- Assigned task
Copy down the listing below exactly. Do not include pictures.
(Exercise materials begins)
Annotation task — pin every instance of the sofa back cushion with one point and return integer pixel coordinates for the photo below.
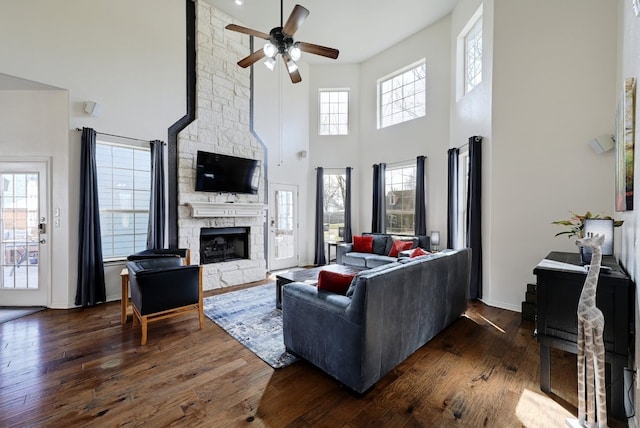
(399, 246)
(334, 282)
(380, 244)
(363, 244)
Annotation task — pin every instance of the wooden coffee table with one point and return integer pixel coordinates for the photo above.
(309, 276)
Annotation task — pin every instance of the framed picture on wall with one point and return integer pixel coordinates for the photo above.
(625, 136)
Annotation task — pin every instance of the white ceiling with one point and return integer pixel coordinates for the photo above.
(360, 29)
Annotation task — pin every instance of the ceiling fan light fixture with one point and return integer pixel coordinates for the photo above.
(295, 52)
(270, 63)
(270, 50)
(291, 66)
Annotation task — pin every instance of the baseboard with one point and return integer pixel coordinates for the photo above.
(501, 305)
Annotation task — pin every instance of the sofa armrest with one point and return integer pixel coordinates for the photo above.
(316, 329)
(343, 249)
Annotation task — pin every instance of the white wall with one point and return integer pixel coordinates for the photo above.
(553, 91)
(626, 247)
(335, 152)
(428, 136)
(278, 101)
(127, 56)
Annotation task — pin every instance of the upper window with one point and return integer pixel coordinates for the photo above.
(473, 56)
(400, 195)
(124, 183)
(334, 187)
(334, 112)
(402, 95)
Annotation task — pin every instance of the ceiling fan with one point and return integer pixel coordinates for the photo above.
(280, 41)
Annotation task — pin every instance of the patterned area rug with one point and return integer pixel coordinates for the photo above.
(251, 317)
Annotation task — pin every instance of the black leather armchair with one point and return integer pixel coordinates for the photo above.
(156, 253)
(163, 288)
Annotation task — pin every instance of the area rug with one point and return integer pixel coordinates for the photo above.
(251, 317)
(9, 313)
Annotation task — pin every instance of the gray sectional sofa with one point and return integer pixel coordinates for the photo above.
(388, 313)
(379, 256)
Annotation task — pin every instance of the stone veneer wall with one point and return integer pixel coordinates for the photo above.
(221, 126)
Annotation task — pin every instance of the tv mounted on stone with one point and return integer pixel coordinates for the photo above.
(220, 173)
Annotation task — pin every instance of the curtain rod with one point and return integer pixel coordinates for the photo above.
(341, 168)
(120, 136)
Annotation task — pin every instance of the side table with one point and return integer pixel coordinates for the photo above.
(124, 299)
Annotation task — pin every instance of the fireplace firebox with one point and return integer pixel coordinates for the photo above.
(223, 244)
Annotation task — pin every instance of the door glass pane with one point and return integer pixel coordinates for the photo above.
(19, 248)
(284, 237)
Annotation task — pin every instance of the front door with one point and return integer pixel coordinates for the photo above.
(24, 258)
(283, 226)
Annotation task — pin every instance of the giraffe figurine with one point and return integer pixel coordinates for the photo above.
(590, 344)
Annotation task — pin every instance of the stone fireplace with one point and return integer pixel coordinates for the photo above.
(223, 244)
(221, 126)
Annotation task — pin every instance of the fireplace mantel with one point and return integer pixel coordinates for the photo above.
(233, 209)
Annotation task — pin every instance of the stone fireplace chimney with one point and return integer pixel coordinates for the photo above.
(221, 126)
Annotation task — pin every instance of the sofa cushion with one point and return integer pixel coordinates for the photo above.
(380, 244)
(419, 252)
(355, 259)
(399, 246)
(380, 268)
(334, 282)
(363, 244)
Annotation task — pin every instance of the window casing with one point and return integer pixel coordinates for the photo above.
(400, 199)
(124, 183)
(334, 112)
(334, 187)
(402, 95)
(473, 56)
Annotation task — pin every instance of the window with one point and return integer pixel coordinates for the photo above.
(334, 186)
(402, 95)
(400, 196)
(334, 112)
(473, 56)
(124, 182)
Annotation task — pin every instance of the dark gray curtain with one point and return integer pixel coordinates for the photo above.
(420, 218)
(452, 197)
(474, 217)
(379, 208)
(347, 237)
(90, 287)
(155, 231)
(319, 258)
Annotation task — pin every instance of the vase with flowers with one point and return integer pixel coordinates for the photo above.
(575, 228)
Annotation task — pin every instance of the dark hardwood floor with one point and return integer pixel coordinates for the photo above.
(81, 367)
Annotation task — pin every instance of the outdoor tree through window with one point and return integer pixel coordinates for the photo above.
(334, 187)
(400, 196)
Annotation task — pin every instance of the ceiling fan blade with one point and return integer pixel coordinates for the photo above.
(293, 74)
(251, 59)
(295, 20)
(318, 50)
(249, 31)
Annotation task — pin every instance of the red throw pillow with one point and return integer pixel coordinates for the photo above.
(334, 281)
(419, 252)
(399, 246)
(363, 244)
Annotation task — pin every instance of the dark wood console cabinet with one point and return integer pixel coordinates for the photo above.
(559, 288)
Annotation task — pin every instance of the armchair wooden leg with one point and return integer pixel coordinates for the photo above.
(144, 330)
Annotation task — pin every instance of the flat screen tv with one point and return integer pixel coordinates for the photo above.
(226, 174)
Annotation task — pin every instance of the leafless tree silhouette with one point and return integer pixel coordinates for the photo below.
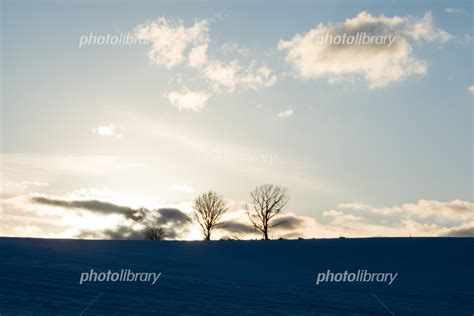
(154, 233)
(267, 202)
(208, 210)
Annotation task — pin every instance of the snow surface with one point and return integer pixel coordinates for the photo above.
(41, 276)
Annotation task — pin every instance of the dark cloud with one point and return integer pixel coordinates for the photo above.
(461, 232)
(95, 206)
(236, 227)
(289, 221)
(171, 216)
(172, 220)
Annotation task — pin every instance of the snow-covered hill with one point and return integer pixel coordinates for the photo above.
(435, 277)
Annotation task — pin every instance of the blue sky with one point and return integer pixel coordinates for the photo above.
(103, 119)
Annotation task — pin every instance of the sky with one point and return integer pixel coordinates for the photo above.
(370, 139)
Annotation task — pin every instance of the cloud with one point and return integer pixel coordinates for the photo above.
(188, 100)
(110, 130)
(34, 183)
(454, 11)
(171, 40)
(182, 188)
(378, 64)
(171, 216)
(198, 56)
(91, 205)
(354, 206)
(227, 77)
(286, 113)
(461, 231)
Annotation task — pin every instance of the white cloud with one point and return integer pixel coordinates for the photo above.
(188, 100)
(198, 56)
(110, 130)
(182, 188)
(440, 212)
(170, 40)
(454, 10)
(34, 183)
(229, 76)
(378, 64)
(286, 113)
(471, 89)
(354, 206)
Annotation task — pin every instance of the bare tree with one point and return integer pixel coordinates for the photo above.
(208, 210)
(267, 202)
(154, 233)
(Exercise materials ends)
- Answer to the exercise
Annotation task — pin every instance of the sofa back cushion with one point and return integer pixel coordinates for the photo below.
(399, 246)
(334, 282)
(380, 244)
(363, 244)
Annotation task — pin every instance of the wooden coffee table with one point and return integer pixel coordinates for the photo above.
(309, 276)
Annotation task — pin every instance of the framed picture on wall with one point and return integer pixel coordinates for the photo above.
(625, 136)
Annotation task — pin every instance of the white ceiling with one point and return integer pixel coordinates for the photo above.
(360, 29)
Annotation task — pin every instance of the ceiling fan light fixture with one point and return integer pixel coordinates for the photo above.
(295, 52)
(270, 63)
(270, 50)
(291, 66)
Annotation task — pin every instance of the baseboard with one point and return integer pixel coordinates for the photo above.
(501, 305)
Annotation task — pin every instance of the sofa armrest with one point and return integer pixel coordinates for the photo above.
(316, 329)
(343, 249)
Annotation task — pin every instance of the white wall with one point and return integer pixel coordinates for the photo above.
(553, 91)
(626, 247)
(335, 152)
(428, 136)
(278, 101)
(127, 56)
Annotation task — pin every instance of the upper window with one point and return integer pixel coordinates for the photo above.
(473, 56)
(400, 195)
(124, 183)
(334, 187)
(334, 112)
(402, 95)
Annotation task — pin every instance of the ceiling fan with one point and return integer pixel coordinates for the photo above.
(280, 41)
Annotation task — pin every instance of the patterned area rug with one point and return integer pixel coordinates for the photo above.
(251, 317)
Annotation task — pin every instance of the black leather armchair with one point and return integer pixel coordinates for the photo above.
(156, 253)
(163, 288)
Annotation task — pin every instance of the area rug with one point and return integer pixel coordinates for the photo above.
(251, 317)
(9, 313)
Annotation task — pin every instance of the gray sectional sofa with one point and return integer pixel coordinates for the photo above.
(388, 313)
(379, 256)
Annotation task — pin every instance of the stone veneer wall with one point and return integer pixel coordinates for the photo above.
(221, 126)
Annotation task — pin every instance of the tv mounted on stone with one point and return integer pixel coordinates for the photo above.
(220, 173)
Annotation task — pin every instance of the curtain rod with one point and return integer pixel coordinates for the photo above.
(341, 168)
(120, 136)
Annotation task — pin every instance of the side table with one point and return integer pixel coordinates for the photo above.
(124, 299)
Annotation task — pin every instance of the fireplace firebox with one point and return integer pixel coordinates for the photo above.
(223, 244)
Annotation task — pin every instance of the door glass pane with one point and return integer pixel coordinates for the photo above.
(19, 248)
(284, 237)
Annotation task — pin every instance of the front door with one point and return integer pixel coordinates for the photo above.
(24, 258)
(283, 226)
Annotation task — pin every instance of the giraffe figurine with one point and return integer pixel coordinates for the photo above.
(590, 344)
Annotation task — pin every instance of the stone fireplace with one point and return integer pixel coordinates for the photo above.
(223, 244)
(221, 126)
Annotation task — pin every instance of the fireplace mantel with one point and return integer pixel coordinates for the photo above.
(233, 209)
Annotation task — pin every instance of the stone fireplace chimney with one point and return integer pixel coordinates for the photo above.
(221, 126)
Annotation task — pin every instance of the sofa cushion with one point and return integer pixel coordinates for the photo above.
(380, 244)
(419, 252)
(355, 259)
(399, 246)
(380, 268)
(334, 282)
(363, 244)
Annotation task — pin every instance of the window casing with one point and return integer pixel coordinates for the photo above.
(400, 199)
(124, 183)
(334, 112)
(334, 187)
(402, 95)
(473, 56)
Annotation task — pin every instance of the window with one point and return integer pixel coordinates for the photo above.
(334, 186)
(402, 95)
(400, 196)
(334, 112)
(473, 56)
(124, 182)
Annotation task — pin every instance of the dark gray curtain with one point and return integer pixel coordinates for the photo above.
(420, 218)
(452, 197)
(474, 217)
(379, 208)
(347, 237)
(90, 287)
(155, 231)
(319, 258)
Annotation task — pin every instance of the vase with flowers with one point and return integer pixel coordinates for the photo above.
(575, 228)
Annotation task — pin every instance of the dark hardwood floor with one point and return integer pixel coordinates for the photo above.
(81, 367)
Annotation task — pin every instance of the outdoor tree through window with one point and return integer pixel coordinates for the photo above.
(334, 187)
(400, 196)
Annotation task — pin every instance of the ceiling fan blade with one point and return integer pixel coordinates for the photo above.
(293, 74)
(251, 59)
(295, 20)
(318, 50)
(249, 31)
Annotation task — pin every instance of the red throw pillow with one point and return integer pixel coordinates for the photo above.
(334, 281)
(419, 252)
(399, 246)
(363, 244)
Annotation task — pin every instance of the dark wood console cabinet with one point and return integer pixel coordinates for the photo above.
(559, 288)
Annotation task — pin every instance of the armchair wooden leg with one point and return integer pixel coordinates for the photo above.
(144, 330)
Annotation task — pin every instance of the flat screen tv with one point and return integer pixel coordinates for the photo above.
(226, 174)
Annotation task — pin every instance of the leafless tree silhouette with one point and return integer pixel coordinates for the photo below.
(154, 233)
(267, 202)
(208, 210)
Annotation task — pin every instance of the snow surface with one point and return integer pixel coordinates for the photo above.
(41, 276)
Annotation task — pin every instance of the dark cloud with one point and return integer pixel coordinates for the photo above.
(461, 232)
(95, 206)
(236, 227)
(289, 221)
(171, 216)
(172, 220)
Annotation task — pin every instance of the snow-covered hill with one point and return integer pixel coordinates for the photo above.
(435, 277)
Annotation task — pin every instance of the blue sky with one point and return integer pixel coordinates for the photo above.
(103, 119)
Annotation task — pin every instance of the sky with one point and return integer pixel coordinates for the photo above.
(370, 139)
Annotation task — pin every instance of the cloud with one point and return integer pixel coordinates for the photo above.
(188, 100)
(110, 130)
(34, 183)
(454, 11)
(171, 40)
(182, 188)
(378, 64)
(171, 216)
(198, 56)
(91, 205)
(354, 206)
(227, 77)
(286, 113)
(461, 231)
Annotation task — pin every instance of the white cloud with one point and return integer pixel coordinates for the photo above.
(188, 100)
(198, 56)
(110, 130)
(182, 188)
(440, 212)
(170, 40)
(454, 10)
(34, 183)
(229, 76)
(378, 64)
(286, 113)
(471, 89)
(354, 206)
Annotation task — pin every instance of the bare tree with one point and return integer pixel coordinates for the photo above.
(208, 210)
(267, 202)
(154, 233)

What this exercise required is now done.